Task item: Please give the data again in full, exactly as provided.

#####

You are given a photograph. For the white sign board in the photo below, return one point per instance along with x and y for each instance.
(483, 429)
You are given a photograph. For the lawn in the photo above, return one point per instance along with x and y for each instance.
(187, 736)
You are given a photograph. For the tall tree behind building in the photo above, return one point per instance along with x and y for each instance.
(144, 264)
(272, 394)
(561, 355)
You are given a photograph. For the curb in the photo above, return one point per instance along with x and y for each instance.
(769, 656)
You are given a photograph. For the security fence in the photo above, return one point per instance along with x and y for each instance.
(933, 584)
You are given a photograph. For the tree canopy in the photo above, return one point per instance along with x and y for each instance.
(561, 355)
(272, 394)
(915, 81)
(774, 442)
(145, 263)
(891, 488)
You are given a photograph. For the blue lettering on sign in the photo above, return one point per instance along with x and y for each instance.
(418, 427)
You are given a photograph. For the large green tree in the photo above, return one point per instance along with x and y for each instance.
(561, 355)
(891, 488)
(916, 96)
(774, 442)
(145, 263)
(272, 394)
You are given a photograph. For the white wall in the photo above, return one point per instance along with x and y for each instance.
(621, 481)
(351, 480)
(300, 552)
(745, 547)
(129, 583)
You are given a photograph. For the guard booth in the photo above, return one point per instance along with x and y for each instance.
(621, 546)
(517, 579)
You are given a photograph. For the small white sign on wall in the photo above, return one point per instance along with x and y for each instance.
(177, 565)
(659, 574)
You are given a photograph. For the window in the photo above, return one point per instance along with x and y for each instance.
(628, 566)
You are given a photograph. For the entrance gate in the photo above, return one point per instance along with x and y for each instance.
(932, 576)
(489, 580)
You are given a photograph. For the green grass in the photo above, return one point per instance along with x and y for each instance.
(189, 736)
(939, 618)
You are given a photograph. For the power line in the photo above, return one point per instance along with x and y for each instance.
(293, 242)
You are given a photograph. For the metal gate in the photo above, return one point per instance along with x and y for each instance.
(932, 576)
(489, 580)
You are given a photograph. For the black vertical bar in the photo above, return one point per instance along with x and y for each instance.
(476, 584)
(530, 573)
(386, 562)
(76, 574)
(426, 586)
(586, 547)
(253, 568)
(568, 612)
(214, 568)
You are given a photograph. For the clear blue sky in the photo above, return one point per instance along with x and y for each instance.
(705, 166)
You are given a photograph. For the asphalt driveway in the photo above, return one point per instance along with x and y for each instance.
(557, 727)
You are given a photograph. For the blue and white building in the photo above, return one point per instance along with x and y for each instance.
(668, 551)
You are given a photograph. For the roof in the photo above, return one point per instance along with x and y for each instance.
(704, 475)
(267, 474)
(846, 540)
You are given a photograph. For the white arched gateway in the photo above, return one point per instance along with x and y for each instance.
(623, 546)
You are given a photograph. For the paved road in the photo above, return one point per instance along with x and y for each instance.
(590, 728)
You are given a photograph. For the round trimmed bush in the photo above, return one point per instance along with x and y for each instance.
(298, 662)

#####

Exercise solution:
You are given a photograph. For the white sign board in the photo below, return one point per instance along with x and y for each instance.
(483, 429)
You are given a photograph. For the lawn in the photo above, return one point per instance along with x and y for each instance.
(187, 736)
You are given a photograph. For the tall tree behind building in the photo above, return one point per instance along with x and y for each instance.
(144, 264)
(272, 394)
(561, 355)
You are given a photograph. For the curb in the photo above, return one point per instance along with x and y for each instance.
(769, 656)
You are given a photograph. For the security fence in the photo above, return one point per instance along with x and y for each instance.
(933, 584)
You are given a photograph. For the tree canopy in the photo above, return one point per instance along with x and y for each instance.
(561, 355)
(272, 394)
(915, 81)
(774, 442)
(145, 263)
(891, 488)
You are given a photograph. For the blue lettering on sign in the photo above, return one point per instance along with x and y for each instance.
(418, 427)
You are given a photograph. For the large green tree in the photo above, return one point per instance along with x and y for each instance.
(561, 355)
(891, 488)
(916, 96)
(774, 442)
(145, 263)
(272, 394)
You are given a photograph. For the white wall in the photo above, return one point per instance along with x and y for each instance.
(621, 481)
(351, 480)
(300, 552)
(745, 547)
(129, 583)
You are given a photograph. For the guard booth in the photo above, return one point per instance along with x and y for each instance.
(621, 546)
(517, 579)
You are given a photograph. For the small white sign on wall in the photo above, return one point per instance along with x and y for each instance.
(177, 565)
(659, 574)
You are given a photograph. For the window in the photo above, return one point per instance along with x and y for each instance.
(628, 566)
You are given a photograph. For the entrance gate in the photo above, return one point per instance along with x and y for each instance.
(932, 576)
(489, 580)
You are given a photograph. For the green grass in the photo above, return one point per instance along with x and y for each instance.
(189, 736)
(939, 618)
You are given a photograph. For the power line in the photo above, return one point per instance along with x and y for each instance.
(293, 242)
You are given a photograph. For the metal gate in the photo above, return one point per instance along with x and y for each instance.
(932, 576)
(489, 580)
You are given a photograph. For the black vertical bar in the photo above, return one point per instance along with x and y for each instance.
(476, 584)
(530, 573)
(386, 562)
(76, 574)
(426, 586)
(586, 547)
(253, 568)
(568, 612)
(214, 568)
You are given a photograph. For the clear blue sky in the photo above, return one point per instance along with x and y for each instance.
(705, 166)
You are given a photograph. For the asphalt driveway in the photo above, return one point per instance along with x and y for each instance.
(557, 727)
You are given a photograph. For the blue and white building in the photo above, return one point per instance along with x and y for each instance.
(668, 551)
You are given a photograph. For the roof in the photo above, return one point per instance along with x and y for each instance.
(704, 475)
(267, 474)
(846, 540)
You are given a photograph. For the white arched gateway in the photo above, return one point per instance along with x and y for each instance.
(623, 546)
You are given a photograph. For the paved road in the photo above, return one point per instance along with x and y for each instance.
(590, 728)
You are given a photograph. For the round trimmed bush in the photo above, return one point per instance along with x and y for each instance.
(298, 662)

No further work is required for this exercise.